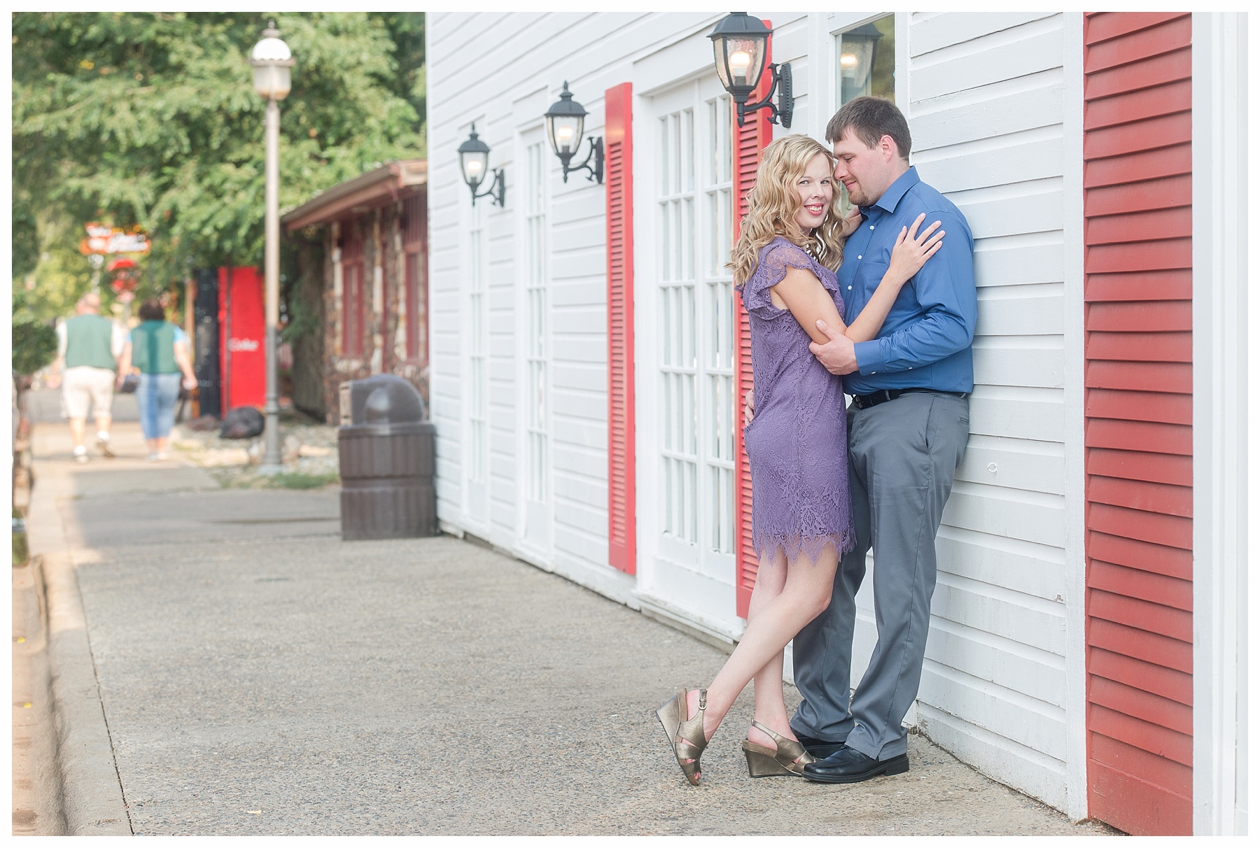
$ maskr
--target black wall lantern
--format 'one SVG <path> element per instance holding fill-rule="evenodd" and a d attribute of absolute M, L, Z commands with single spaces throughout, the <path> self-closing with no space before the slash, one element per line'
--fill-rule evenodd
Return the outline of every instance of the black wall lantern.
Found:
<path fill-rule="evenodd" d="M 591 171 L 586 179 L 592 183 L 602 183 L 604 139 L 591 139 L 591 151 L 586 154 L 586 159 L 582 160 L 581 165 L 570 168 L 570 160 L 573 159 L 578 147 L 582 146 L 586 110 L 568 93 L 568 81 L 564 82 L 564 91 L 559 93 L 559 100 L 552 103 L 552 107 L 543 113 L 543 117 L 547 118 L 547 139 L 551 141 L 552 150 L 559 156 L 561 165 L 564 169 L 564 181 L 568 181 L 568 175 L 572 171 L 580 171 L 585 168 Z M 591 163 L 592 159 L 595 160 L 593 163 Z"/>
<path fill-rule="evenodd" d="M 494 181 L 490 183 L 488 188 L 481 194 L 476 193 L 481 181 L 485 180 L 486 169 L 490 165 L 490 147 L 476 137 L 476 123 L 472 125 L 469 132 L 467 141 L 460 145 L 460 174 L 464 176 L 464 181 L 469 184 L 472 190 L 472 205 L 476 205 L 478 198 L 490 197 L 490 203 L 498 203 L 503 205 L 504 186 L 507 180 L 503 178 L 503 169 L 495 169 Z"/>
<path fill-rule="evenodd" d="M 766 42 L 770 29 L 746 11 L 732 11 L 718 21 L 713 32 L 713 63 L 722 86 L 735 101 L 736 117 L 743 126 L 743 116 L 760 108 L 770 110 L 770 122 L 791 127 L 791 64 L 784 62 L 770 64 L 770 91 L 762 101 L 748 105 L 748 95 L 761 82 L 761 72 L 766 64 Z M 775 89 L 779 91 L 779 105 L 774 103 Z"/>

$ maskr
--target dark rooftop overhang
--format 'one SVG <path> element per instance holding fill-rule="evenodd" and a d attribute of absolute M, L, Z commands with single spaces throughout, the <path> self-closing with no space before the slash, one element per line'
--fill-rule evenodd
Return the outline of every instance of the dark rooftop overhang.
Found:
<path fill-rule="evenodd" d="M 285 229 L 319 227 L 358 212 L 384 207 L 415 194 L 428 181 L 423 159 L 397 159 L 354 179 L 338 183 L 280 217 Z"/>

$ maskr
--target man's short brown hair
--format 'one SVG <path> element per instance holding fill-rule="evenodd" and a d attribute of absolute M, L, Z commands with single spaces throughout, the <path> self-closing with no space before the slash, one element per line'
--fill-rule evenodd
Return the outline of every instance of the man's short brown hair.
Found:
<path fill-rule="evenodd" d="M 910 160 L 910 125 L 897 105 L 882 97 L 854 97 L 827 122 L 827 141 L 835 144 L 852 130 L 867 147 L 876 147 L 879 139 L 890 136 L 901 158 Z"/>

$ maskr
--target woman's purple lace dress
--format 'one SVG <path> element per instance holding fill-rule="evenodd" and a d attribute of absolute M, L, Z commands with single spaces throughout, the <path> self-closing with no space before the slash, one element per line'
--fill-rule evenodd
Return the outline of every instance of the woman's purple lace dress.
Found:
<path fill-rule="evenodd" d="M 777 237 L 761 248 L 757 270 L 740 286 L 752 335 L 752 423 L 743 446 L 752 474 L 752 544 L 762 554 L 782 549 L 816 559 L 832 543 L 853 548 L 849 454 L 840 378 L 809 352 L 810 338 L 770 299 L 788 267 L 816 275 L 844 318 L 835 273 L 806 251 Z"/>

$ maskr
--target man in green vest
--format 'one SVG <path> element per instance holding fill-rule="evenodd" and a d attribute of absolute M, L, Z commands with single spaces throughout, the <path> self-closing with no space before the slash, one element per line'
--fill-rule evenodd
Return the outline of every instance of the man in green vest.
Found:
<path fill-rule="evenodd" d="M 57 325 L 57 362 L 48 384 L 62 386 L 62 403 L 71 420 L 74 460 L 87 462 L 87 412 L 96 413 L 96 446 L 105 456 L 110 450 L 110 407 L 113 403 L 113 373 L 118 367 L 125 334 L 122 328 L 97 312 L 101 297 L 88 292 L 74 306 L 74 318 Z"/>

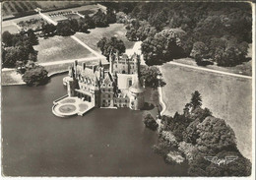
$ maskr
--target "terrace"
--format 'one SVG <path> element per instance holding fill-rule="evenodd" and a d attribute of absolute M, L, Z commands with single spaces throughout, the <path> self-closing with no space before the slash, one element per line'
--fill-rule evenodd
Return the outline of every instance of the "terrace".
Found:
<path fill-rule="evenodd" d="M 52 112 L 58 117 L 69 117 L 74 115 L 83 116 L 94 108 L 92 102 L 67 95 L 53 101 L 53 104 Z"/>

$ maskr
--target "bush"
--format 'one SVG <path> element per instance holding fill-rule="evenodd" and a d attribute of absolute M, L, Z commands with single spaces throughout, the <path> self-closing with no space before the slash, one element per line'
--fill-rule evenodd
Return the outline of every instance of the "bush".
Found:
<path fill-rule="evenodd" d="M 152 131 L 156 131 L 159 127 L 159 124 L 156 122 L 156 120 L 152 117 L 151 114 L 147 114 L 144 117 L 144 124 L 147 128 L 151 129 Z"/>
<path fill-rule="evenodd" d="M 122 54 L 125 52 L 126 49 L 124 42 L 115 36 L 112 36 L 111 38 L 106 38 L 106 37 L 101 38 L 96 43 L 96 46 L 100 48 L 101 54 L 104 55 L 107 60 L 111 52 L 112 54 L 114 54 L 115 52 Z"/>
<path fill-rule="evenodd" d="M 236 149 L 234 132 L 224 120 L 209 116 L 198 124 L 197 129 L 199 147 L 211 151 Z"/>
<path fill-rule="evenodd" d="M 23 75 L 23 81 L 30 87 L 43 85 L 48 81 L 48 72 L 42 66 L 28 69 Z"/>

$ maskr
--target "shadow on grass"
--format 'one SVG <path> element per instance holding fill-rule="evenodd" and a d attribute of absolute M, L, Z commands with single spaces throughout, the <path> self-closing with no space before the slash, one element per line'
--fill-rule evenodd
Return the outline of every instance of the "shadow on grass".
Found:
<path fill-rule="evenodd" d="M 153 103 L 145 102 L 144 106 L 141 110 L 152 110 L 155 108 L 155 105 Z"/>

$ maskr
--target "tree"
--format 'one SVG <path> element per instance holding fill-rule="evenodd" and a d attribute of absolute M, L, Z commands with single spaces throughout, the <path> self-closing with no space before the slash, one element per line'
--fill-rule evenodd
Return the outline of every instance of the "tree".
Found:
<path fill-rule="evenodd" d="M 58 35 L 62 36 L 68 36 L 75 33 L 70 21 L 58 23 L 56 27 L 56 31 Z"/>
<path fill-rule="evenodd" d="M 28 34 L 28 38 L 29 38 L 28 40 L 32 43 L 32 45 L 37 45 L 38 44 L 38 38 L 32 29 L 30 29 L 27 31 L 27 34 Z"/>
<path fill-rule="evenodd" d="M 94 20 L 89 15 L 85 15 L 85 17 L 80 20 L 88 26 L 88 29 L 96 28 L 96 24 L 95 24 Z"/>
<path fill-rule="evenodd" d="M 52 24 L 43 24 L 41 32 L 45 36 L 52 36 L 56 32 L 56 27 Z"/>
<path fill-rule="evenodd" d="M 152 117 L 151 114 L 147 114 L 144 117 L 144 124 L 147 128 L 151 129 L 152 131 L 156 131 L 159 127 L 159 124 L 156 122 L 156 120 Z"/>
<path fill-rule="evenodd" d="M 142 53 L 146 64 L 160 65 L 182 57 L 184 52 L 180 46 L 180 36 L 184 34 L 182 30 L 165 29 L 154 37 L 145 39 L 142 43 Z"/>
<path fill-rule="evenodd" d="M 23 75 L 23 81 L 30 87 L 45 84 L 48 72 L 42 66 L 28 69 Z"/>
<path fill-rule="evenodd" d="M 2 42 L 5 43 L 6 46 L 11 46 L 13 42 L 13 34 L 9 31 L 4 31 L 2 34 Z"/>
<path fill-rule="evenodd" d="M 224 120 L 209 116 L 198 124 L 197 129 L 199 133 L 197 145 L 203 151 L 236 150 L 234 132 Z"/>
<path fill-rule="evenodd" d="M 116 16 L 114 13 L 114 9 L 107 7 L 106 9 L 106 20 L 108 24 L 116 23 Z"/>
<path fill-rule="evenodd" d="M 193 44 L 193 49 L 191 50 L 190 53 L 191 57 L 194 57 L 196 59 L 197 63 L 200 63 L 200 61 L 203 58 L 208 57 L 208 48 L 206 44 L 202 41 L 197 41 Z"/>
<path fill-rule="evenodd" d="M 112 36 L 111 38 L 101 38 L 96 43 L 96 46 L 100 48 L 101 54 L 103 54 L 107 59 L 109 58 L 110 52 L 118 52 L 119 54 L 125 52 L 124 42 L 115 36 Z"/>
<path fill-rule="evenodd" d="M 233 161 L 226 164 L 211 163 L 206 172 L 208 176 L 250 176 L 252 164 L 249 159 L 242 156 L 238 151 L 223 150 L 216 154 L 219 159 L 226 157 L 237 157 Z"/>
<path fill-rule="evenodd" d="M 96 27 L 98 28 L 108 26 L 106 15 L 100 9 L 93 16 L 93 21 L 95 22 Z"/>
<path fill-rule="evenodd" d="M 192 105 L 193 109 L 197 108 L 197 107 L 201 107 L 202 105 L 202 97 L 201 94 L 199 93 L 198 90 L 195 90 L 195 92 L 193 92 L 190 100 L 190 104 Z"/>
<path fill-rule="evenodd" d="M 157 67 L 141 67 L 141 82 L 144 82 L 146 87 L 156 89 L 160 86 L 163 86 L 165 83 L 162 79 L 159 80 L 160 76 L 161 74 Z"/>

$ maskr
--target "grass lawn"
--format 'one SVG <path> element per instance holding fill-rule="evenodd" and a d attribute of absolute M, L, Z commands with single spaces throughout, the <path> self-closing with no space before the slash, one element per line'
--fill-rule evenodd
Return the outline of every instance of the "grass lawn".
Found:
<path fill-rule="evenodd" d="M 71 66 L 72 64 L 73 63 L 57 64 L 57 65 L 45 66 L 44 68 L 45 70 L 47 70 L 48 76 L 51 76 L 52 74 L 55 73 L 67 72 L 68 67 Z M 81 62 L 79 62 L 78 64 L 81 64 Z M 98 61 L 97 60 L 87 61 L 86 64 L 87 66 L 97 65 Z"/>
<path fill-rule="evenodd" d="M 22 76 L 17 73 L 15 70 L 13 71 L 2 71 L 1 72 L 1 84 L 4 85 L 18 85 L 24 84 L 22 80 Z"/>
<path fill-rule="evenodd" d="M 15 25 L 2 27 L 2 32 L 9 31 L 10 33 L 18 33 L 19 29 Z"/>
<path fill-rule="evenodd" d="M 234 130 L 242 154 L 251 159 L 252 87 L 251 80 L 224 76 L 185 67 L 164 64 L 160 67 L 163 81 L 165 114 L 182 112 L 191 93 L 199 90 L 203 106 L 214 116 L 226 120 Z"/>
<path fill-rule="evenodd" d="M 249 44 L 247 58 L 252 59 L 252 44 Z M 176 59 L 175 62 L 192 65 L 192 66 L 198 66 L 194 59 L 192 58 L 182 58 L 182 59 Z M 208 65 L 205 68 L 218 70 L 218 71 L 224 71 L 227 73 L 234 73 L 234 74 L 240 74 L 240 75 L 247 75 L 252 76 L 252 60 L 249 60 L 247 62 L 243 62 L 240 65 L 236 65 L 234 67 L 221 67 L 215 65 Z"/>
<path fill-rule="evenodd" d="M 41 19 L 41 17 L 39 15 L 35 14 L 35 15 L 26 16 L 26 17 L 22 17 L 22 18 L 16 18 L 13 20 L 4 21 L 2 23 L 2 26 L 11 25 L 13 23 L 18 24 L 21 21 L 26 22 L 26 21 L 30 21 L 32 19 Z"/>
<path fill-rule="evenodd" d="M 33 46 L 38 51 L 38 63 L 95 57 L 88 49 L 71 37 L 53 36 L 39 38 L 39 44 Z"/>
<path fill-rule="evenodd" d="M 119 39 L 124 41 L 126 49 L 130 49 L 133 47 L 135 42 L 129 41 L 126 36 L 126 30 L 123 24 L 112 24 L 107 28 L 96 28 L 90 30 L 90 33 L 77 32 L 75 36 L 77 36 L 80 40 L 89 45 L 92 49 L 100 52 L 100 50 L 96 47 L 96 43 L 102 37 L 111 37 L 117 36 Z"/>
<path fill-rule="evenodd" d="M 196 64 L 195 60 L 192 58 L 175 59 L 173 61 L 177 62 L 177 63 L 187 64 L 187 65 L 198 66 Z M 252 76 L 252 61 L 251 60 L 248 62 L 244 62 L 240 65 L 236 65 L 234 67 L 221 67 L 221 66 L 217 66 L 217 65 L 208 65 L 206 67 L 204 67 L 204 66 L 199 66 L 199 67 L 227 72 L 227 73 Z"/>

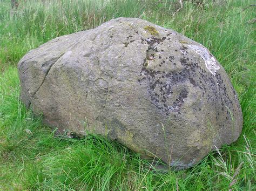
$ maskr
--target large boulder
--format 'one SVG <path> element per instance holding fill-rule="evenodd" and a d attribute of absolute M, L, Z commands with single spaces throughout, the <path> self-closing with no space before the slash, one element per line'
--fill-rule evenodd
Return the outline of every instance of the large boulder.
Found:
<path fill-rule="evenodd" d="M 63 133 L 117 140 L 177 169 L 239 136 L 223 67 L 202 45 L 137 18 L 56 38 L 19 62 L 21 99 Z"/>

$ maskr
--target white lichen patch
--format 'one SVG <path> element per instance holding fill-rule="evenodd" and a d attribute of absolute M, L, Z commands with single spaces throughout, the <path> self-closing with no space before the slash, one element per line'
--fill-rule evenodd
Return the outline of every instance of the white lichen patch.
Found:
<path fill-rule="evenodd" d="M 215 76 L 216 71 L 220 67 L 217 63 L 216 59 L 213 56 L 211 56 L 208 50 L 204 47 L 196 45 L 188 45 L 190 47 L 196 51 L 203 58 L 205 63 L 205 66 L 209 71 Z"/>

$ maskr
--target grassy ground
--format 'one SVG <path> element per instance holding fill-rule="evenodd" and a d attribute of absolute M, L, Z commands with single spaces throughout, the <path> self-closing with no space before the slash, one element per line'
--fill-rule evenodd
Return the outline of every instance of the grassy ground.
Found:
<path fill-rule="evenodd" d="M 22 2 L 22 1 L 20 1 Z M 172 1 L 28 1 L 10 16 L 0 1 L 0 189 L 253 190 L 255 186 L 255 9 L 253 0 L 205 1 L 204 8 Z M 196 166 L 163 173 L 117 142 L 95 135 L 56 138 L 19 100 L 17 64 L 56 37 L 112 18 L 139 17 L 207 47 L 237 91 L 242 132 Z"/>

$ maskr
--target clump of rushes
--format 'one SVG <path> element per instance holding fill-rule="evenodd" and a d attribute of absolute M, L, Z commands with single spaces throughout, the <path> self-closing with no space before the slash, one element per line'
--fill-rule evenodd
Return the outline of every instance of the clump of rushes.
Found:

Work instructions
Pull out every line of the records above that contains the word "rooftop". Treat uppercase and lowercase as different.

Solution to this exercise
--target dark rooftop overhang
Return the outline of every instance of the dark rooftop overhang.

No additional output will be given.